• [Problem to solve]:
Take the entries below and give them back exactly. Leave out nothing.

Stored records
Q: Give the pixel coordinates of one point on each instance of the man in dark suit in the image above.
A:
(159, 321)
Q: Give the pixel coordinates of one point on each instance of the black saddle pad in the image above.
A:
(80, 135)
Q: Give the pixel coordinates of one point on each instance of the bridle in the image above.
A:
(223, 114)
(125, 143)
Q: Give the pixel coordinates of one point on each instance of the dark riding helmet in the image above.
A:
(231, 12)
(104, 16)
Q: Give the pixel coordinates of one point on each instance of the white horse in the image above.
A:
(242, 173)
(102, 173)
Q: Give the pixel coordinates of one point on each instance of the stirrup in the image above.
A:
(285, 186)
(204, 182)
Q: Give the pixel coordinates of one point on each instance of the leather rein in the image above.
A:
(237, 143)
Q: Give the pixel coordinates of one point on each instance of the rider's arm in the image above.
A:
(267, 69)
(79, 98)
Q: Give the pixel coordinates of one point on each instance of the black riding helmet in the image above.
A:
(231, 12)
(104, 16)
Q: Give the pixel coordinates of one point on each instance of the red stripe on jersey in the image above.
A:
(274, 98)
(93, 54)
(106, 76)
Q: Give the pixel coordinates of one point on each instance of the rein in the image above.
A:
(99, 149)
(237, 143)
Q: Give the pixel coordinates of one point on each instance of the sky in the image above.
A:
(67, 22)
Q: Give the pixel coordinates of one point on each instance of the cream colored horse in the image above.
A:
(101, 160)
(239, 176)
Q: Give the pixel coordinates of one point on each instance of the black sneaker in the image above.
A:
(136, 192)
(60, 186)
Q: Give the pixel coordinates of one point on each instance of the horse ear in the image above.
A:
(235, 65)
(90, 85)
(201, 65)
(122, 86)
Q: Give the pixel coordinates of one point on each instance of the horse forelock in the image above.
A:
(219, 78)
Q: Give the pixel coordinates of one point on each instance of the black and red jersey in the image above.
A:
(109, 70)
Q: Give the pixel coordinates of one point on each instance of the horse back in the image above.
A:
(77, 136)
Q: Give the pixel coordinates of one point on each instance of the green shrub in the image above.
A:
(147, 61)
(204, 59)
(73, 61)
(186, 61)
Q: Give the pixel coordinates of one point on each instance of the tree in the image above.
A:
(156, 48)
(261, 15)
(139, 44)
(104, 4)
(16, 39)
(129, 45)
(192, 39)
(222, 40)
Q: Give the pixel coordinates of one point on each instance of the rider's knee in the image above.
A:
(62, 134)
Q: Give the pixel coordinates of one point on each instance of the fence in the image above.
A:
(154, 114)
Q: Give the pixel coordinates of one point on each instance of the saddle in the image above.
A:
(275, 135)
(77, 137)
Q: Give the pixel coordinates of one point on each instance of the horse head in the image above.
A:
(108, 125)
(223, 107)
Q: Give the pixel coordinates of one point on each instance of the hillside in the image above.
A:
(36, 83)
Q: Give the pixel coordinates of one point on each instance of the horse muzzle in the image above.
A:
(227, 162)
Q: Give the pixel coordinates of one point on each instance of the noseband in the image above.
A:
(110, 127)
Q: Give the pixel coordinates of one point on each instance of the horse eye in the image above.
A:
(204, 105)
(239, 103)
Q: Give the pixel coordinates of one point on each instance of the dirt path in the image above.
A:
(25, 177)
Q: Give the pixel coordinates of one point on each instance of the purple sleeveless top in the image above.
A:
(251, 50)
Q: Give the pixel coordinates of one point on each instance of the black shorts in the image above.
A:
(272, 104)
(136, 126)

• [Your response]:
Q: Give the pixel coordinates of one point on each instance of the man in dark suit in the image above.
A:
(159, 321)
Q: Give the pixel coordinates of one point on each instance of the black saddle pad in the image above.
A:
(80, 135)
Q: Give the pixel coordinates of one point on each instance of the bridle in the image above.
A:
(223, 114)
(125, 143)
Q: Give the pixel coordinates of one point on each instance of the dark riding helmet in the image above.
A:
(231, 12)
(104, 16)
Q: Give the pixel coordinates of one point on each instance of the white horse in the image above.
A:
(242, 173)
(102, 173)
Q: Give the pixel coordinates of one point on each instance of the stirrup in the image above.
A:
(285, 186)
(204, 182)
Q: Give the pixel coordinates of one point on each instance of the leather rein in the image above.
A:
(237, 143)
Q: Give the pixel coordinates of one point on each instance of the rider's arm in the image above.
A:
(267, 69)
(79, 98)
Q: Give the pixel coordinates of one point on each instance of the black riding helmet in the image above.
A:
(231, 12)
(104, 16)
Q: Give the pixel coordinates of one point on each instance of the red stripe on jersey in the image above.
A:
(274, 98)
(93, 54)
(106, 76)
Q: Give the pixel coordinates of one point on each instance of the rein in the image above.
A:
(99, 149)
(237, 143)
Q: Give the pixel coordinates of one point on each instance of the sky in the image above.
A:
(67, 22)
Q: Give the pixel coordinates of one point on each instance of the cream colored horse in the image above.
A:
(101, 160)
(239, 176)
Q: Give the pixel coordinates of one point on each instance of the black sneaker in the image above.
A:
(136, 192)
(60, 186)
Q: Give the pixel coordinates of one point on each instance of the horse ear in the image above.
A:
(235, 65)
(90, 85)
(201, 65)
(122, 86)
Q: Give the pixel coordinates of one point on each instance of the horse forelock in the image above.
A:
(219, 78)
Q: Give the pixel coordinates of one point on each instance of the black and red jersey in the image above.
A:
(109, 70)
Q: Give the pixel coordinates of one point on each instance of the horse back in the image above.
A:
(77, 136)
Q: Give the pixel coordinates of one point on each instance of the green shrub in the image above.
A:
(147, 61)
(204, 59)
(73, 61)
(186, 61)
Q: Give the pixel coordinates of one point on each instance of the tree in the image above.
A:
(156, 48)
(261, 15)
(139, 44)
(104, 4)
(16, 39)
(129, 45)
(192, 39)
(222, 40)
Q: Give the pixel coordinates of one point on each instance of the rider's knee in the image above.
A:
(62, 134)
Q: Give the pixel coordinates of one point on each instance of the fence in the image above.
A:
(154, 114)
Q: Give the pixel coordinates of one point on each instance of the saddle in the image above.
A:
(275, 135)
(77, 137)
Q: Give the pixel coordinates of one point on each instance of the horse head in the image above.
A:
(108, 125)
(223, 107)
Q: Give the pixel coordinates of one point on each instance of the hillside in the image above.
A:
(36, 83)
Q: Give the pixel coordinates of one point on each instance of the horse muzzle in the image above.
A:
(227, 162)
Q: Give the pixel coordinates of one point on each instance of the noseband in the image above.
A:
(110, 127)
Q: Give the pixel coordinates of one point on each instance of the horse eye in the image above.
A:
(204, 105)
(239, 103)
Q: Give the pixel coordinates of one point on each instance of the dirt path in the image above.
A:
(25, 177)
Q: Give the pixel coordinates of one point on each instance of the purple sleeveless top in the image above.
A:
(251, 50)
Q: Give the pixel coordinates of one point on each instance of the black shorts in the image above.
A:
(272, 104)
(136, 126)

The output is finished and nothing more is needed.